Third, given the potential of antiretroviral therapy (ART) to decrease HIV transmission,25 the increase in ART coverage between the study rounds could have been involved in the decrease in HIV prevalence we observed, whereas it could not been directly assessed because information on ART use by HIV-infected women was not collected in the IBBA surveys. This favorable impact of ART on HIV prevalence is, however, unlikely in our study. Indeed, out of an estimated 2.6 million HIV-infected people in India, only 6845 received ART in 2005, whereas coverage increased to 140,654 people on treatment (approximately 5% of all infected people) in 2008 and to 223,223 (approximately 9% of all infected people) in 2009.26 Antiretroviral therapy coverage thus remained relatively low until 2008 to 2009, by which time IBBA surveys among FSWs were completed in all districts. In addition, as ART improves survival, its expansion could have first led to an increase in HIV prevalence, despite a reduction in new HIV cases, as was recently observed in a highly affected community in South Africa.27 Consequently, if the increase in ART coverage between the study rounds had any impact on HIV prevalence trends during this period, it would likely have been to artificially mask a downward trend.

* _Try it_
Pick up the passage on antiretroviral therapy coverage and HIV prevalence trends in India after its final sentence, and continue it in the same formal register.

* _Information provided_
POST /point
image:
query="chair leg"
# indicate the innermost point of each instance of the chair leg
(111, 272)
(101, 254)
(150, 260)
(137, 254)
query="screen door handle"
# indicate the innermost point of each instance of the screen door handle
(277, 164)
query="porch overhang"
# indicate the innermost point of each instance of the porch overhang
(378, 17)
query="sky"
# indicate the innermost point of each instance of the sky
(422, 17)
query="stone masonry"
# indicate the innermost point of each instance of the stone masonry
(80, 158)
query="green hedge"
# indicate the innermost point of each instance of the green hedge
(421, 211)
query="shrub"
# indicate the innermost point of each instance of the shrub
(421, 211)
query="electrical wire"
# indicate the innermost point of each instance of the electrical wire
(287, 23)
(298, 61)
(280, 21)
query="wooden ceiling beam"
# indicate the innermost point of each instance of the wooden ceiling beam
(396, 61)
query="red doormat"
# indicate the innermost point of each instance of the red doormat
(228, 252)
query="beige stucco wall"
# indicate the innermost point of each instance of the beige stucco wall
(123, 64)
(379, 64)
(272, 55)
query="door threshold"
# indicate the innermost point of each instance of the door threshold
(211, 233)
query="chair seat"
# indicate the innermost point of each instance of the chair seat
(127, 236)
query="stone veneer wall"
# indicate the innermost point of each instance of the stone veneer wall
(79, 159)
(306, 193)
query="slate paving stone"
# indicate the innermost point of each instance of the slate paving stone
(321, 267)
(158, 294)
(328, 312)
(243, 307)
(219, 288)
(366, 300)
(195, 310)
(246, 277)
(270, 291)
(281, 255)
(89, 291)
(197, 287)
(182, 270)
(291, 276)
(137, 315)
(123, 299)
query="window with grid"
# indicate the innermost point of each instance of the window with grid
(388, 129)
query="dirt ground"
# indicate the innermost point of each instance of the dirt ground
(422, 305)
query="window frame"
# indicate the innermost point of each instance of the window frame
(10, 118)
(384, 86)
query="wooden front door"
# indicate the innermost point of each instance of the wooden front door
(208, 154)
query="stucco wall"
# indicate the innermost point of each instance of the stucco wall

* _Answer to this problem_
Finally, the first survey was carried out after more than 1 year of intervention in most districts, and the level of intervention coverage had already reached relatively high levels at that time; this could have led to an underestimation of the decrease of HIV prevalence between the study rounds and of the association between increases in program indicators and declines in HIV prevalence.
In conclusion, this study strongly suggests that the Avahan intervention, where appropriately implemented, had a favorable impact on HIV prevalence among FSWs in the 4 southern states of India covered by the intervention. The triangulation of our results with those from other approaches used in the Avahan evaluation5–8,23 suggests a major overall impact of this program on the HIV epidemic in southern India. Interventions targeting most at-risk populations, such as FSWs, should be scaled up in all countries where specific vulnerable populations contribute significantly to the spread of HIV.